*Problem to work on*. From the question-and-answer piece on hiring and disability below, set down the passage starting with "I am currently" and going on through "to be disabled?", word for word.

*Excerpt to read*.
Question:

I am currently sitting on a hiring panel for my employer. Last week, we interviewed a candidate for an accounting position who has a prosthetic leg and walks with a limp. He never specified the cause of the limp, but he made several references to his “working around” a disability. Frankly, I do not consider the job candidate actually disabled, because it appears that whatever medical condition he has would not impact his work as an accounting supervisor. We are planning to bring him back for a second interview, along with two other candidates. If we do not hire him, I do not want him to think it was because of his medical condition and sue us for disability discrimination. Can I clarify with him during the next interview that we do not consider him to be disabled?

Answer:

No. California law prohibits employers from inquiring about an applicant’s medical condition and possible disabling conditions before making a job offer. In your situation, your attempt to reassure the candidate may in fact be unlawful. You are permitted to ask whether the applicant can perform the essential functions of the job with or without accommodation, but if you ask this question, you should ask it of all applicants. The law requires employers to make employment decisions based solely on the relative strengths and weaknesses of applicants. If you end up hiring the gentleman who limps, your human resources staff may inquire regarding reasonable accommodations that may be necessary (e.g., a nearby parking spot).

A recent California appeals court decision sheds light on your circumstances. In Sandell v. Taylor-Listug, Robert Sandell, vice president of sales for Taylor-Listug, suffered a stroke and, thereafter, required a cane to walk and suffered from slurred speech. He was terminated three years later for alleged performance issues. Sandell subsequently sued for disability discrimination under the California Fair Employment and Housing Act (“FEHA”). He claimed that the company terminated him because he had a disability. The lower court dismissed the case before trial because no stroke-related medical issues kept Sandell from doing his work, he took no medicine, and he could perform his work at normal capacity (without accommodation) when he returned to work full-time. However, the Court of Appeals overturned the lower court, holding that evidence that an individual needs a cane to walk is “clearly sufficient to establish that a person is physically disabled under California law.” It also found that Sandell’s impaired speech was a disability. The appellate court concluded that Sandell presented sufficient evidence that he had a disability under the FEHA, the employer terminated him because of his disability, and the employer’s nondiscriminatory reasons for termination were pretext for discrimination on the basis of a disability. The case was remanded back to the trial court for further proceedings.

*Referring expression pointing data*.
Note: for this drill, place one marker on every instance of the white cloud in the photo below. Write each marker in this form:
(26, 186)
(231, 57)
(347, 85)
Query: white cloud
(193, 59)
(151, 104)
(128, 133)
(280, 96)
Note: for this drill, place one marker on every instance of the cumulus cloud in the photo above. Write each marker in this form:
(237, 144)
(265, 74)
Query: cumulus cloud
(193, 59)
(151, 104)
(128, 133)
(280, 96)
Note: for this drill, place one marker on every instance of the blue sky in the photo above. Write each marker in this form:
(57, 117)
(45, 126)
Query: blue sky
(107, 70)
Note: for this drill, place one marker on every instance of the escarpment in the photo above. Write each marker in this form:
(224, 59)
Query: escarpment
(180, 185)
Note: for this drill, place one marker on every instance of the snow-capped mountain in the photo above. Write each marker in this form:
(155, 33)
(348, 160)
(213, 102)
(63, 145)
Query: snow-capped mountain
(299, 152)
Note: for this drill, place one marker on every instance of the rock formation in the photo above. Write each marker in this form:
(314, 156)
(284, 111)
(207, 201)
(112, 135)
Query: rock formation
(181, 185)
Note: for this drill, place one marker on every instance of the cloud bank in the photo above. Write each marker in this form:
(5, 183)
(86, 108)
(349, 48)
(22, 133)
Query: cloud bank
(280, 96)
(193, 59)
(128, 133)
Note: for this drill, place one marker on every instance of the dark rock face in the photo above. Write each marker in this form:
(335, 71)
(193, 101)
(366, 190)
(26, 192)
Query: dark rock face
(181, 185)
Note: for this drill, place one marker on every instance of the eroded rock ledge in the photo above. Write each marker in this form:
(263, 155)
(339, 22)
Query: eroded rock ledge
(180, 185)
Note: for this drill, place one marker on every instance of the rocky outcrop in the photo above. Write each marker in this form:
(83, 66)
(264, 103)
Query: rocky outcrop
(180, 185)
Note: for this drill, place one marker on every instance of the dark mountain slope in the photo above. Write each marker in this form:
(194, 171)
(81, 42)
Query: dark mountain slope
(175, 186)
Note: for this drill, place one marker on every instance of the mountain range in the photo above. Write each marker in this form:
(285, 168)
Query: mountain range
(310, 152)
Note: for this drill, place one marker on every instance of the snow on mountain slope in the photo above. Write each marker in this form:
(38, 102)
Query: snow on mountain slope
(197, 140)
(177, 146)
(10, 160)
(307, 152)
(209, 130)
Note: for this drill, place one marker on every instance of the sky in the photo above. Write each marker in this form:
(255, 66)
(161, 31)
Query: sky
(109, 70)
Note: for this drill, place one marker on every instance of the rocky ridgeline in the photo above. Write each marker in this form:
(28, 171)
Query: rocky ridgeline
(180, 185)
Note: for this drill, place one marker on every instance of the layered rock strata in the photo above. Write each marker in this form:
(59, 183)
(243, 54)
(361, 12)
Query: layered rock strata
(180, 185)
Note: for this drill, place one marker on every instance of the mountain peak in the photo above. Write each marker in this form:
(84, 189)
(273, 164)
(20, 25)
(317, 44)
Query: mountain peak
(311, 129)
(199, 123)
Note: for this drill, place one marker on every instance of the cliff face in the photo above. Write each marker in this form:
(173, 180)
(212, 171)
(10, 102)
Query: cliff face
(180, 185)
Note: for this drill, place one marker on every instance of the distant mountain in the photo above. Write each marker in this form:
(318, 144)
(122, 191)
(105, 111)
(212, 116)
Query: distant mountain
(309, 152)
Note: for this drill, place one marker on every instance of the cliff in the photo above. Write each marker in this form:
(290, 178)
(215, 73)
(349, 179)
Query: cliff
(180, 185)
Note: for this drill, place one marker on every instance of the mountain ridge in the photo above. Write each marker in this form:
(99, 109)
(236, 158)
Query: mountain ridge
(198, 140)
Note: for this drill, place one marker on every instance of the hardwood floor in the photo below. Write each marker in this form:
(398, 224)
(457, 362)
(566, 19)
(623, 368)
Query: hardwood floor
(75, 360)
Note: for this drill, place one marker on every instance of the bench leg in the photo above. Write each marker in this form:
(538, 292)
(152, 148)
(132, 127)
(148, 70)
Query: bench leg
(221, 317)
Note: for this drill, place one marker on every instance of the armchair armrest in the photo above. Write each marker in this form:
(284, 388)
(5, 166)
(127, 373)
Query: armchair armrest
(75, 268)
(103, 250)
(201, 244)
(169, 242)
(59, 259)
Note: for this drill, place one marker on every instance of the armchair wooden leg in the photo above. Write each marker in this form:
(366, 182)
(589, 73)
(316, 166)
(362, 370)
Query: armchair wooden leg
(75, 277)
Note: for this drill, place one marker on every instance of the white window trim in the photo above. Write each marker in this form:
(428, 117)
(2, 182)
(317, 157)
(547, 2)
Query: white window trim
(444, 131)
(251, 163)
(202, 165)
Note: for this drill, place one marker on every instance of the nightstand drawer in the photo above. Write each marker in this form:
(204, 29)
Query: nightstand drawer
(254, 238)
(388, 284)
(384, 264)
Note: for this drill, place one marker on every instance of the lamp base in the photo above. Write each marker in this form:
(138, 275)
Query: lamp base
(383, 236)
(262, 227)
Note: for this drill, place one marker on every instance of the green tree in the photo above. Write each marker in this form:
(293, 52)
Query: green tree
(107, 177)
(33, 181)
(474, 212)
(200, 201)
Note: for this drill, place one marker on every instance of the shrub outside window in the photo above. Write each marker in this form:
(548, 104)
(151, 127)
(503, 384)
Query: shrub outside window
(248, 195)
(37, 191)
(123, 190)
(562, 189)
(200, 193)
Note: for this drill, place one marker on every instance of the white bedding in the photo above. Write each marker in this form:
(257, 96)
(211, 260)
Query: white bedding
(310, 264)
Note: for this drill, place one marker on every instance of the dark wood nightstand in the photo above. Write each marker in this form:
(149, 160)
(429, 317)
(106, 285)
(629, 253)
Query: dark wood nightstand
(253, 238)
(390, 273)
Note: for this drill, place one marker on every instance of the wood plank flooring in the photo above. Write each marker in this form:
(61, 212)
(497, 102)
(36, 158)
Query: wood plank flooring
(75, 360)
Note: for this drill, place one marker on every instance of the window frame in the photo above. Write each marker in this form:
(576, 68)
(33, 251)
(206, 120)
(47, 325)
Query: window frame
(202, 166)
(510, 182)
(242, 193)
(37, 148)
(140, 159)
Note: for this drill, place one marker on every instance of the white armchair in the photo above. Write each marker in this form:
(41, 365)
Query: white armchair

*Result of the exercise*.
I am currently sitting on a hiring panel for my employer. Last week, we interviewed a candidate for an accounting position who has a prosthetic leg and walks with a limp. He never specified the cause of the limp, but he made several references to his “working around” a disability. Frankly, I do not consider the job candidate actually disabled, because it appears that whatever medical condition he has would not impact his work as an accounting supervisor. We are planning to bring him back for a second interview, along with two other candidates. If we do not hire him, I do not want him to think it was because of his medical condition and sue us for disability discrimination. Can I clarify with him during the next interview that we do not consider him to be disabled?